Top of Study text
Arguably there are various reasons for terrorism attacks and hence each motive requires different approach to tackling terrorism. Some of the reasons include political conflict, religious clashes, gaining publicity and in some cases divine instruction to conduct terrorist attacks. (Victoroff, 2006). The terrorist believe that such motives justify their actions although many will agree that there is no justification to terrorism whichever way we look at it. For example the September 11 attack was fuelled by religious motives and political motives.
When governments or those in authority understand the motives behind terrorist attacks then they can forge on in their efforts to reduce these tensions and dissatisfactions in an intelligent way hence counter terrorism. It seems that counter terrorism is a tactic of warfare. These efforts are usually retaliation with equal or greater force as applied y terrorist in order to disempower them. Often than not counterterrorism efforts will include the military and the police force that wage war against these organizations. Although the idea is to fight crime, innocent civilians may suffer in the process. The role of due process in counter terrorism is that both parties feel that they are entitled to use force in fighting for their ideologies (political or otherwise). The victims feel a need to avenge wrongs and in effect the problem doubles in the long run. In fact one of the implications of characterizing terrorists as the enemy rather than mere criminals is that it breeds ground for war.
Bottom of Study text
◆ Task details ◆
Return the stretch of the essay on terrorism from "Arguably there are" through "and political motives.", copied word for word.
Top of Supplied records
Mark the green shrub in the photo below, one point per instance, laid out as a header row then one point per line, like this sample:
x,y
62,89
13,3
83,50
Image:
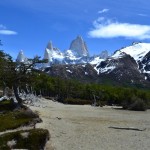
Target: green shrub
x,y
35,140
7,105
138,105
12,120
135,103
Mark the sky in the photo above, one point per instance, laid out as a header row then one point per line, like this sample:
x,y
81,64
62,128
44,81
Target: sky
x,y
29,25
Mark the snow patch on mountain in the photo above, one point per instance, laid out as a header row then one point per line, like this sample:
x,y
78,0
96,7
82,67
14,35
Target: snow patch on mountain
x,y
96,60
137,51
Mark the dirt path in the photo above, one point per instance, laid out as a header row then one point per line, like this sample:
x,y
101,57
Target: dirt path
x,y
87,127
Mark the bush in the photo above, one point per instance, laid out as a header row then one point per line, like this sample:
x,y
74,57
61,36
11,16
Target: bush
x,y
138,105
15,119
135,103
7,105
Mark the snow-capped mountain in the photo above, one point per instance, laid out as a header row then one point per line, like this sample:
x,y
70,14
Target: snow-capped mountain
x,y
141,54
76,54
21,57
127,66
79,47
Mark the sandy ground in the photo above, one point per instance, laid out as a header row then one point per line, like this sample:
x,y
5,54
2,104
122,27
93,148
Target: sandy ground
x,y
87,128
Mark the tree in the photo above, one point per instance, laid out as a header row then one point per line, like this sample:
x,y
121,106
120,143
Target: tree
x,y
16,74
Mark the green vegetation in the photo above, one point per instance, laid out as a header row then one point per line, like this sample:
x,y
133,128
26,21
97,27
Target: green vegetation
x,y
34,139
7,105
12,120
75,92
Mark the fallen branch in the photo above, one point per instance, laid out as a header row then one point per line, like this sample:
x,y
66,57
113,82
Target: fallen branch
x,y
128,128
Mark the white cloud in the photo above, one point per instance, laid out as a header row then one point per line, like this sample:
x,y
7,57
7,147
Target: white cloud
x,y
103,11
106,28
4,31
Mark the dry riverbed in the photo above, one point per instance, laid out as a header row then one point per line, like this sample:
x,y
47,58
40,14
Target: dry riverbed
x,y
75,127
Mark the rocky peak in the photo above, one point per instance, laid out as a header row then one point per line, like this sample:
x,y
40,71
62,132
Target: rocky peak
x,y
104,54
79,46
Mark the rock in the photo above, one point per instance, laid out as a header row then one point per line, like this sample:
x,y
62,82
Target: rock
x,y
79,46
104,54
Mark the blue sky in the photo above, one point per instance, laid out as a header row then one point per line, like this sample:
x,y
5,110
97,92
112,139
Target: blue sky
x,y
104,25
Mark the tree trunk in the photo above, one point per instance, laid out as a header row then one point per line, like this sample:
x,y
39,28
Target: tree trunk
x,y
17,95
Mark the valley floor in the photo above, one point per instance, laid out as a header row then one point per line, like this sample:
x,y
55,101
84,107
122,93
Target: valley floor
x,y
75,127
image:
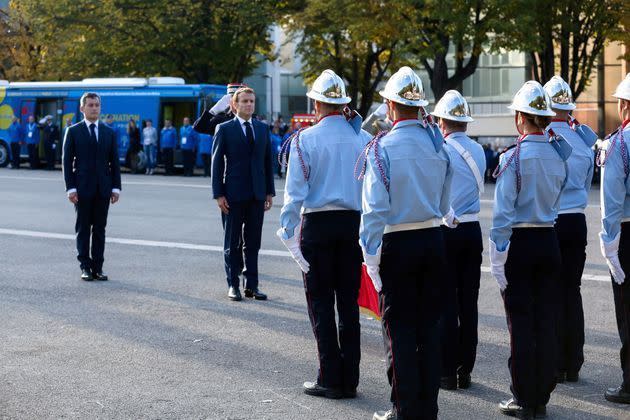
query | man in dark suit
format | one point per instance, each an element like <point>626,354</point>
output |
<point>92,174</point>
<point>242,184</point>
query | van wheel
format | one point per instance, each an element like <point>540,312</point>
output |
<point>138,162</point>
<point>4,154</point>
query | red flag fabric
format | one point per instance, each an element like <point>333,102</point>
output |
<point>368,297</point>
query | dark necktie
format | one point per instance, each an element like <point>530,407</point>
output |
<point>249,133</point>
<point>93,133</point>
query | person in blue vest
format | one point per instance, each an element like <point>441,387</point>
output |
<point>571,228</point>
<point>188,145</point>
<point>168,143</point>
<point>205,150</point>
<point>32,141</point>
<point>16,139</point>
<point>464,244</point>
<point>406,193</point>
<point>524,251</point>
<point>319,225</point>
<point>615,234</point>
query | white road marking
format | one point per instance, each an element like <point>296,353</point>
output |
<point>198,247</point>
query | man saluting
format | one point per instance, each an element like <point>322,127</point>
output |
<point>91,171</point>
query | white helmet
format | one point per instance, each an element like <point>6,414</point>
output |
<point>623,90</point>
<point>560,93</point>
<point>405,87</point>
<point>329,88</point>
<point>532,99</point>
<point>452,107</point>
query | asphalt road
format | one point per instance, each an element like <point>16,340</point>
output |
<point>160,339</point>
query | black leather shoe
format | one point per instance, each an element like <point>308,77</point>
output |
<point>234,294</point>
<point>511,408</point>
<point>256,294</point>
<point>561,377</point>
<point>349,392</point>
<point>572,376</point>
<point>448,382</point>
<point>316,390</point>
<point>86,275</point>
<point>99,275</point>
<point>617,395</point>
<point>463,380</point>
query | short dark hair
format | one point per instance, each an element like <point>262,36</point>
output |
<point>91,95</point>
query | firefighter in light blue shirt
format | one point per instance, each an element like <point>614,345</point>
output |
<point>464,244</point>
<point>188,144</point>
<point>406,194</point>
<point>615,234</point>
<point>320,227</point>
<point>530,179</point>
<point>168,143</point>
<point>571,228</point>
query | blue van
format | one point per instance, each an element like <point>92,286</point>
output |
<point>154,98</point>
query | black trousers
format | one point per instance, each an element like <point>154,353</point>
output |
<point>188,157</point>
<point>49,150</point>
<point>167,157</point>
<point>621,294</point>
<point>571,232</point>
<point>460,316</point>
<point>330,243</point>
<point>242,235</point>
<point>15,155</point>
<point>531,301</point>
<point>90,224</point>
<point>33,155</point>
<point>413,271</point>
<point>207,164</point>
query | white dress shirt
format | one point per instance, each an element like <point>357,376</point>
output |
<point>88,123</point>
<point>242,122</point>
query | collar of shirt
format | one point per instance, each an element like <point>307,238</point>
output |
<point>405,122</point>
<point>87,124</point>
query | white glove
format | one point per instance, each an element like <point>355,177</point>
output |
<point>497,264</point>
<point>610,251</point>
<point>449,219</point>
<point>381,111</point>
<point>222,105</point>
<point>372,263</point>
<point>293,245</point>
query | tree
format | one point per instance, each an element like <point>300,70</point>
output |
<point>199,40</point>
<point>566,35</point>
<point>358,40</point>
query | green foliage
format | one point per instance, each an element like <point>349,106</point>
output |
<point>199,40</point>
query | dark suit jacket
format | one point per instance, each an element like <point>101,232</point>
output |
<point>239,172</point>
<point>88,170</point>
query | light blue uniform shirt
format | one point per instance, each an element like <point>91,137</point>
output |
<point>419,183</point>
<point>330,150</point>
<point>543,176</point>
<point>464,190</point>
<point>580,163</point>
<point>615,189</point>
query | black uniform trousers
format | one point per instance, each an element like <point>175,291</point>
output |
<point>330,243</point>
<point>413,271</point>
<point>464,247</point>
<point>33,155</point>
<point>90,224</point>
<point>531,301</point>
<point>15,155</point>
<point>49,150</point>
<point>188,157</point>
<point>621,294</point>
<point>243,231</point>
<point>571,232</point>
<point>167,157</point>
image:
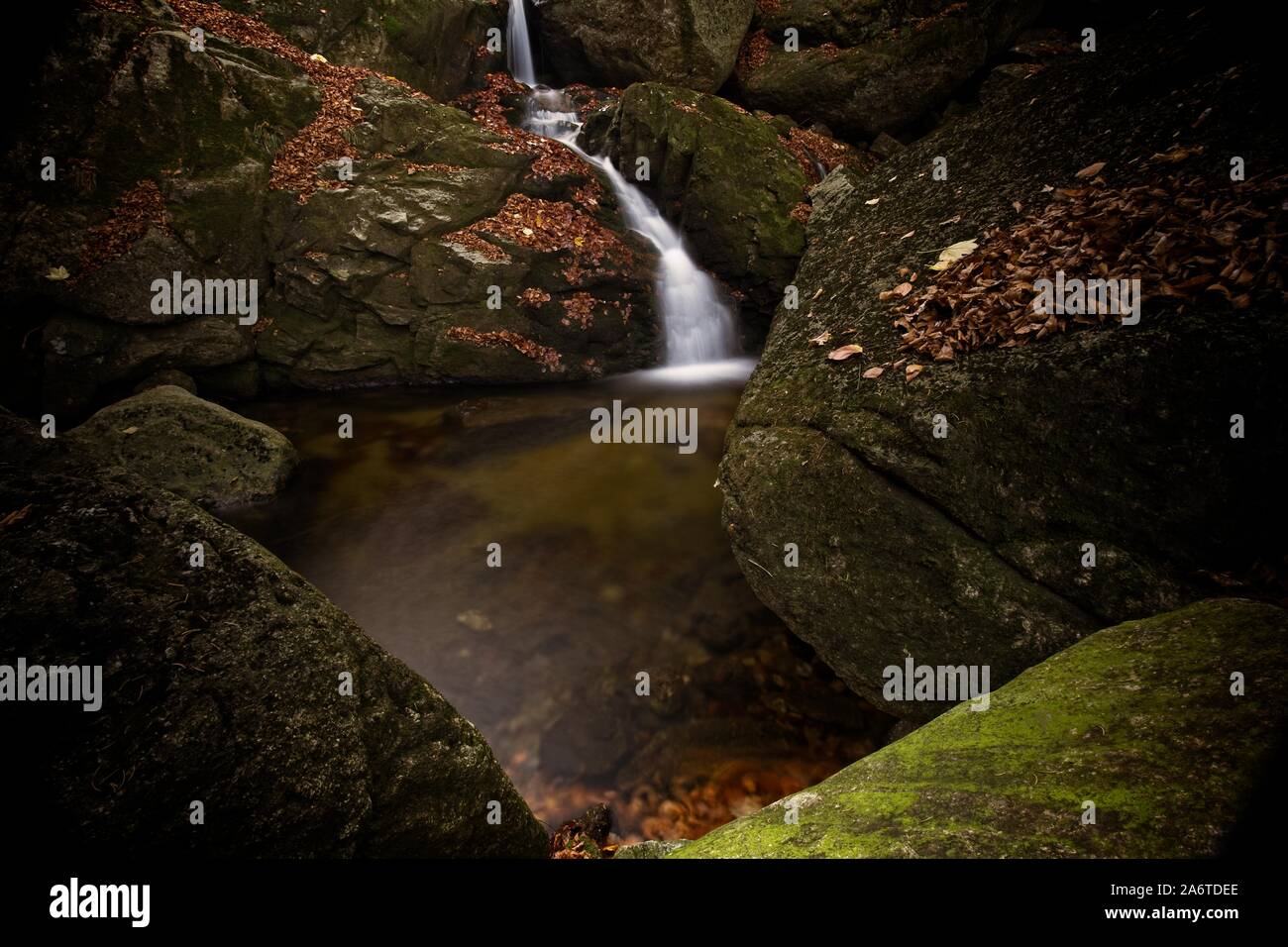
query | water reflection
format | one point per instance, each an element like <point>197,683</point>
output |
<point>612,565</point>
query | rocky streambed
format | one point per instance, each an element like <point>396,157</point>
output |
<point>270,528</point>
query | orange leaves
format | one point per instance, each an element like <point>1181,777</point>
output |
<point>138,209</point>
<point>844,352</point>
<point>546,356</point>
<point>1181,239</point>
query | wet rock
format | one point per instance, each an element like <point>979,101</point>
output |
<point>983,784</point>
<point>437,46</point>
<point>725,176</point>
<point>887,146</point>
<point>166,376</point>
<point>224,166</point>
<point>239,381</point>
<point>687,43</point>
<point>204,453</point>
<point>969,549</point>
<point>651,849</point>
<point>866,67</point>
<point>220,684</point>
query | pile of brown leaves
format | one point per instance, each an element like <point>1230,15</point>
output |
<point>533,296</point>
<point>809,147</point>
<point>138,209</point>
<point>549,227</point>
<point>580,308</point>
<point>546,356</point>
<point>751,56</point>
<point>1180,239</point>
<point>295,167</point>
<point>553,158</point>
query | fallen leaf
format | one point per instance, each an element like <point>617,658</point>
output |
<point>949,256</point>
<point>844,352</point>
<point>1175,155</point>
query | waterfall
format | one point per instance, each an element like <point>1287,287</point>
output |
<point>697,321</point>
<point>518,44</point>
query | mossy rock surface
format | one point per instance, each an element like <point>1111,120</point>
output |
<point>201,451</point>
<point>360,281</point>
<point>969,548</point>
<point>432,44</point>
<point>222,684</point>
<point>725,178</point>
<point>1137,719</point>
<point>870,65</point>
<point>688,43</point>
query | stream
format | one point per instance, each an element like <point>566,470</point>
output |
<point>612,565</point>
<point>613,562</point>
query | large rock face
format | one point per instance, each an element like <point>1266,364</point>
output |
<point>690,43</point>
<point>201,451</point>
<point>391,239</point>
<point>437,46</point>
<point>220,684</point>
<point>870,65</point>
<point>945,517</point>
<point>725,176</point>
<point>1136,719</point>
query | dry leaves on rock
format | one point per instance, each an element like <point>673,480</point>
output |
<point>1181,239</point>
<point>546,356</point>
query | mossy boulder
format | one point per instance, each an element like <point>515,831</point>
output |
<point>870,65</point>
<point>353,221</point>
<point>201,451</point>
<point>223,684</point>
<point>725,178</point>
<point>688,43</point>
<point>971,548</point>
<point>437,46</point>
<point>1137,719</point>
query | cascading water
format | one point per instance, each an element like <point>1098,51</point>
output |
<point>518,54</point>
<point>697,321</point>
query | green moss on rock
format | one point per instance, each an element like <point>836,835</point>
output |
<point>1137,719</point>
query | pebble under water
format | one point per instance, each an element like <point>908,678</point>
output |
<point>613,564</point>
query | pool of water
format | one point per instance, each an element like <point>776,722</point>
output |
<point>612,565</point>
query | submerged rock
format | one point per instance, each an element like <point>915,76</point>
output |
<point>201,451</point>
<point>945,515</point>
<point>235,685</point>
<point>1136,720</point>
<point>688,43</point>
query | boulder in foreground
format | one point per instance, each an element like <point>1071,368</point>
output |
<point>201,451</point>
<point>222,684</point>
<point>1136,719</point>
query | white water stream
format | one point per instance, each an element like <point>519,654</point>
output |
<point>697,320</point>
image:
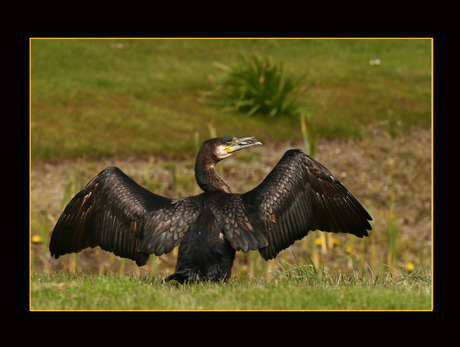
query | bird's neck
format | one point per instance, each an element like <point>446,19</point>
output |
<point>207,177</point>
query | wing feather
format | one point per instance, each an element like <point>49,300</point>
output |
<point>120,216</point>
<point>300,195</point>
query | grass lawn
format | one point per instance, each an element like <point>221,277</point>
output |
<point>70,291</point>
<point>104,97</point>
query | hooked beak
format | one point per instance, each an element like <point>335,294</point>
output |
<point>237,144</point>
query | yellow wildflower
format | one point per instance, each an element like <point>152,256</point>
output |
<point>36,239</point>
<point>318,241</point>
<point>409,267</point>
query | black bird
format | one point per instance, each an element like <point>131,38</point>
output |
<point>120,216</point>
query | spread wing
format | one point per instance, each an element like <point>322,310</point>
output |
<point>300,195</point>
<point>120,216</point>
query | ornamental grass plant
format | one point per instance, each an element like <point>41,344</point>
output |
<point>256,85</point>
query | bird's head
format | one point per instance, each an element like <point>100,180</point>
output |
<point>223,147</point>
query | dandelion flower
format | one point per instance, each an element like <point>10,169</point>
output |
<point>318,241</point>
<point>409,267</point>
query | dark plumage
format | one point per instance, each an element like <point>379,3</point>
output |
<point>120,216</point>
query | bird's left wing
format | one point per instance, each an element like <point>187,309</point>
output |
<point>300,195</point>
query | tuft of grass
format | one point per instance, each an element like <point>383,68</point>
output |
<point>256,85</point>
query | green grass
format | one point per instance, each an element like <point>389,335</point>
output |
<point>105,97</point>
<point>80,291</point>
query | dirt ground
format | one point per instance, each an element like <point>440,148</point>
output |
<point>390,176</point>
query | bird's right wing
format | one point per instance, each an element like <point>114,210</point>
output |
<point>120,216</point>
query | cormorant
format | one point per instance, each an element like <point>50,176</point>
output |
<point>120,216</point>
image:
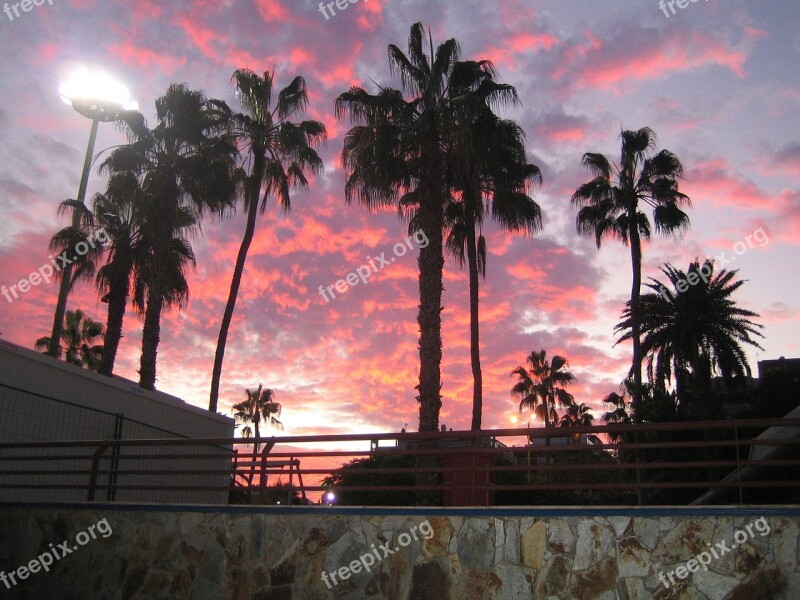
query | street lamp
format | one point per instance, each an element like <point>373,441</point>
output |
Bottom of Supplied records
◆ Solution to the problem ◆
Arguably there are various reasons for terrorism attacks and hence each motive requires different approach to tackling terrorism. Some of the reasons include political conflict, religious clashes, gaining publicity and in some cases divine instruction to conduct terrorist attacks. (Victoroff, 2006). The terrorist believe that such motives justify their actions although many will agree that there is no justification to terrorism whichever way we look at it. For example the September 11 attack was fuelled by religious motives and political motives.